I am having some difficulty getting my head around this problem. I have a MySQL table with a list of UK Post Codes and their longitude and latitude values. I want to be able to carry out a search on the table that will find the closest postcode to the a given long/lat pair.

The query I have been attempting to use is:

"SELECT id, outcode AS thecode, @la := MATCH(lat) AGAINST(?) AS score_lat, @ln := MATCH(lng) AGAINST(?) AS score_lng, @la + @ln AS score_total FROM postcodes ORDER BY score_total DESC LIMIT 10

This however just returns what appears to be random postcodes, for example with Lat: 55.775549 and Long: -4.047556

Array
(
[0] => Array
    (
        [id] => 929
        [thecode] => FK14
        [score_lat] => 0
        [score_lng] => 0
        [score_total] => 0
    )

[1] => Array
    (
        [id] => 2785
        [thecode] => UB3
        [score_lat] => 0
        [score_lng] => 0
        [score_total] => 0
    )

[2] => Array
    (
        [id] => 993
        [thecode] => G70
        [score_lat] => 0
        [score_lng] => 0
        [score_total] => 0
    )

[3] => Array
    (
        [id] => 2849
        [thecode] => WC2B
        [score_lat] => 0
        [score_lng] => 0
        [score_total] => 0
    )

[4] => Array
    (
        [id] => 1057
        [thecode] => GU29
        [score_lat] => 0
        [score_lng] => 0
        [score_total] => 0
    )

[5] => Array
    (
        [id] => 2913
        [thecode] => WS13
        [score_lat] => 0
        [score_lng] => 0
        [score_total] => 0
    )

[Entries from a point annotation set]
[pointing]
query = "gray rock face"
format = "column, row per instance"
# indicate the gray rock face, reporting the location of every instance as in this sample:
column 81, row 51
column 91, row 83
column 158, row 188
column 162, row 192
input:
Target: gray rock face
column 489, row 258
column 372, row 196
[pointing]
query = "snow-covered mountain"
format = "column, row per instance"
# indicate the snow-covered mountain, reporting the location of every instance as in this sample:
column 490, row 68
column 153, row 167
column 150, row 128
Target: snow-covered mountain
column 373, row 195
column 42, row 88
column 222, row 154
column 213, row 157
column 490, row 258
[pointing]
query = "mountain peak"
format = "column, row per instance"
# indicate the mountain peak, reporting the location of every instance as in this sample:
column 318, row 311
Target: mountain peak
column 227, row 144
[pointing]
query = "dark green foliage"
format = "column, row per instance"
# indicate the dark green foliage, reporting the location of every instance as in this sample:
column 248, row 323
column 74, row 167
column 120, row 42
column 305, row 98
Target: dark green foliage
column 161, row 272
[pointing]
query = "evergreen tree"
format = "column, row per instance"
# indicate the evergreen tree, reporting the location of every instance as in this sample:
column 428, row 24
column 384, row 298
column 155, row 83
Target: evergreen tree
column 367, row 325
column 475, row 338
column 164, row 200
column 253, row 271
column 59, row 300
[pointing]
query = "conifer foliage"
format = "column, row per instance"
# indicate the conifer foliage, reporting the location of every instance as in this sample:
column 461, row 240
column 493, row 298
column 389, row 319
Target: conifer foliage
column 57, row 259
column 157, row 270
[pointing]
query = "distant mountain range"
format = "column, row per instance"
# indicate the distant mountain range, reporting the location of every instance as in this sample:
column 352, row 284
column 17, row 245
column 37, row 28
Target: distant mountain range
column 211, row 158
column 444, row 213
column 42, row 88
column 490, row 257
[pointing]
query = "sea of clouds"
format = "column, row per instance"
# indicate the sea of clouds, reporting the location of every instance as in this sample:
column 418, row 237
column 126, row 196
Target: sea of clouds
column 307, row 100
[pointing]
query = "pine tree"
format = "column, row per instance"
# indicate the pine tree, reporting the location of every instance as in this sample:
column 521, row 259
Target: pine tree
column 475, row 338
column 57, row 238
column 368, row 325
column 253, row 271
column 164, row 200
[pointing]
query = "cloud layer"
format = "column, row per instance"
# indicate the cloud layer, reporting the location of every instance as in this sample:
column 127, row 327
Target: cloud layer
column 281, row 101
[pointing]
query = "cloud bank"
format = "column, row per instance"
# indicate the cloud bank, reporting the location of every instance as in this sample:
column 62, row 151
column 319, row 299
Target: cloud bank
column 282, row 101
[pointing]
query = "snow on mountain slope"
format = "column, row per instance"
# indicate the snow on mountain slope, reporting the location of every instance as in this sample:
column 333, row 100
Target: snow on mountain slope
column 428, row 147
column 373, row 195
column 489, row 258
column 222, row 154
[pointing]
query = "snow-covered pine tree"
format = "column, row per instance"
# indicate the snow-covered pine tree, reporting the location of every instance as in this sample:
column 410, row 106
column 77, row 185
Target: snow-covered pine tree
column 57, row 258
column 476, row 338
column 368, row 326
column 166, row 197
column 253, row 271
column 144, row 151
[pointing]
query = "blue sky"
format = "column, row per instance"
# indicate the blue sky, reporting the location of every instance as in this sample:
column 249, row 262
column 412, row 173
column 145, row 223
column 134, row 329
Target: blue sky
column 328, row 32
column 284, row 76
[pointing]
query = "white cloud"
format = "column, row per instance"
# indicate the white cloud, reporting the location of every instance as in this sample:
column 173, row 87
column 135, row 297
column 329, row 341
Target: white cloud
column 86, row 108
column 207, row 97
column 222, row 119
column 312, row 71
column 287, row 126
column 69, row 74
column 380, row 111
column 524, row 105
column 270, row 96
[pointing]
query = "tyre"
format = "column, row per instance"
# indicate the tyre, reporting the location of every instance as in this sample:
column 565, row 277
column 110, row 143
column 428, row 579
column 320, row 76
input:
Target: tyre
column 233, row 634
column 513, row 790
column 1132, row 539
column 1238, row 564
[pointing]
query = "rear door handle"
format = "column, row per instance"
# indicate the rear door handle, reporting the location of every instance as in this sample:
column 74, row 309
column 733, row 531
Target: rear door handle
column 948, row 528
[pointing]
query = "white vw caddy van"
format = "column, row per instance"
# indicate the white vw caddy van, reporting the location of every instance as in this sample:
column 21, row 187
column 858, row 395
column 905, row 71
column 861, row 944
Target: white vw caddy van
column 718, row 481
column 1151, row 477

**YOUR INSTRUCTIONS:** In the MySQL postcode question, what is the writer trying to achieve with the query on the postcodes table?

**COMPLETE RESPONSE:** The writer wants to search a MySQL table of UK postcodes, which stores each code's longitude and latitude, and find the postcode closest to a given longitude/latitude pair.